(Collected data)
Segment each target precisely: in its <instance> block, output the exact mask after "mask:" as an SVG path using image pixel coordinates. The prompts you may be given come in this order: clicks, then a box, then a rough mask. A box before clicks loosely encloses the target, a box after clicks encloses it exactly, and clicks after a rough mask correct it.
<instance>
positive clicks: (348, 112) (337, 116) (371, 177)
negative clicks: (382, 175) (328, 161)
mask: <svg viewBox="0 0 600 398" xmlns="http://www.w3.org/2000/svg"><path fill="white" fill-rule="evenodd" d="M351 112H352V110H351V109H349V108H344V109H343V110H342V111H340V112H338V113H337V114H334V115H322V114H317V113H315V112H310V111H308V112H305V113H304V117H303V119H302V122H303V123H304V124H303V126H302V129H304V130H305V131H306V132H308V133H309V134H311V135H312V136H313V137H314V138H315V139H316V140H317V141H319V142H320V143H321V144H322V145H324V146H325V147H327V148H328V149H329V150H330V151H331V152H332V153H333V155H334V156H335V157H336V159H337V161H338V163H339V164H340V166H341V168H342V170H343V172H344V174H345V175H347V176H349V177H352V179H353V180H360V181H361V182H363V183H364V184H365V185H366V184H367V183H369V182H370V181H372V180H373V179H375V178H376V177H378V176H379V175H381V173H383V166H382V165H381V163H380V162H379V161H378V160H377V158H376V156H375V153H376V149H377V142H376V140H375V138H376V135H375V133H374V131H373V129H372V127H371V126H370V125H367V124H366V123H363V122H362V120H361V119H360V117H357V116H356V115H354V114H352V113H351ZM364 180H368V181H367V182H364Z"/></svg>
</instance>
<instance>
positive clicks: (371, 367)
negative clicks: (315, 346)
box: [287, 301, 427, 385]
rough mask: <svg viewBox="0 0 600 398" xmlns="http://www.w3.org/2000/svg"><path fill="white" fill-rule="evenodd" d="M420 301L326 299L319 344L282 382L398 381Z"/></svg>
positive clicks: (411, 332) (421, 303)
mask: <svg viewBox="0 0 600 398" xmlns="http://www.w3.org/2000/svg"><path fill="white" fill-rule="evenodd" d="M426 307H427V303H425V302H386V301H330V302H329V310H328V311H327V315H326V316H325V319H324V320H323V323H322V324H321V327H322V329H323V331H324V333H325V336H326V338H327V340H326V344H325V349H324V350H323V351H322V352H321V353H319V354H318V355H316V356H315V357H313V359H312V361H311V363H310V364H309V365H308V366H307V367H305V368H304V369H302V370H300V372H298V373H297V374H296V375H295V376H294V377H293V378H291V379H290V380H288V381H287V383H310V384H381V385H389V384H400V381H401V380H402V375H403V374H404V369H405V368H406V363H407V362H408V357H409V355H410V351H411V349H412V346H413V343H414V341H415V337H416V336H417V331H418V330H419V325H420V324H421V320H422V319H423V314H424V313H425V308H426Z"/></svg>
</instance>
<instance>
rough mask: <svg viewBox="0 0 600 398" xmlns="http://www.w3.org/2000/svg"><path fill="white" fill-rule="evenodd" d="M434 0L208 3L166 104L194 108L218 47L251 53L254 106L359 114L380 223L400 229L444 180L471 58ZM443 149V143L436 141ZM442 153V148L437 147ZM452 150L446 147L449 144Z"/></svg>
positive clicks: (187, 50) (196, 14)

* _Directions_:
Using the data above, reproduce exactly the lines from the line that contains "positive clicks: (348, 112)" through the line that contains "301L326 299L319 344L282", including both.

* _Problem solution_:
positive clicks: (348, 112) (337, 116) (371, 177)
negative clicks: (382, 175) (328, 161)
mask: <svg viewBox="0 0 600 398" xmlns="http://www.w3.org/2000/svg"><path fill="white" fill-rule="evenodd" d="M351 112H352V110H351V109H349V108H344V109H343V110H342V111H340V112H338V113H337V114H334V115H322V114H317V113H315V112H310V111H308V112H305V113H304V117H303V119H302V122H303V123H304V124H303V126H302V129H304V130H305V131H306V132H308V133H309V134H311V135H312V136H313V137H314V138H315V139H316V140H317V141H319V142H320V143H321V144H322V145H324V146H325V147H327V148H328V149H329V150H330V151H331V152H332V153H333V155H334V156H335V157H336V159H337V161H338V163H339V164H340V166H341V168H342V170H343V172H344V174H345V175H347V176H349V177H352V179H353V180H360V181H361V182H363V183H364V184H365V185H366V184H367V183H369V182H370V181H372V180H373V179H375V178H376V177H378V176H379V175H381V173H383V166H382V165H381V163H380V162H379V161H378V160H377V158H376V156H375V153H376V149H377V142H376V140H375V138H376V135H375V133H374V131H373V129H372V127H371V126H370V125H367V124H366V123H363V122H362V120H361V119H360V117H357V116H356V115H354V114H352V113H351ZM364 180H368V181H367V182H364Z"/></svg>
</instance>
<instance>
positive clicks: (371, 367)
negative clicks: (315, 346)
box: [287, 301, 427, 385]
rough mask: <svg viewBox="0 0 600 398" xmlns="http://www.w3.org/2000/svg"><path fill="white" fill-rule="evenodd" d="M420 301L326 299L319 344L282 382L398 381Z"/></svg>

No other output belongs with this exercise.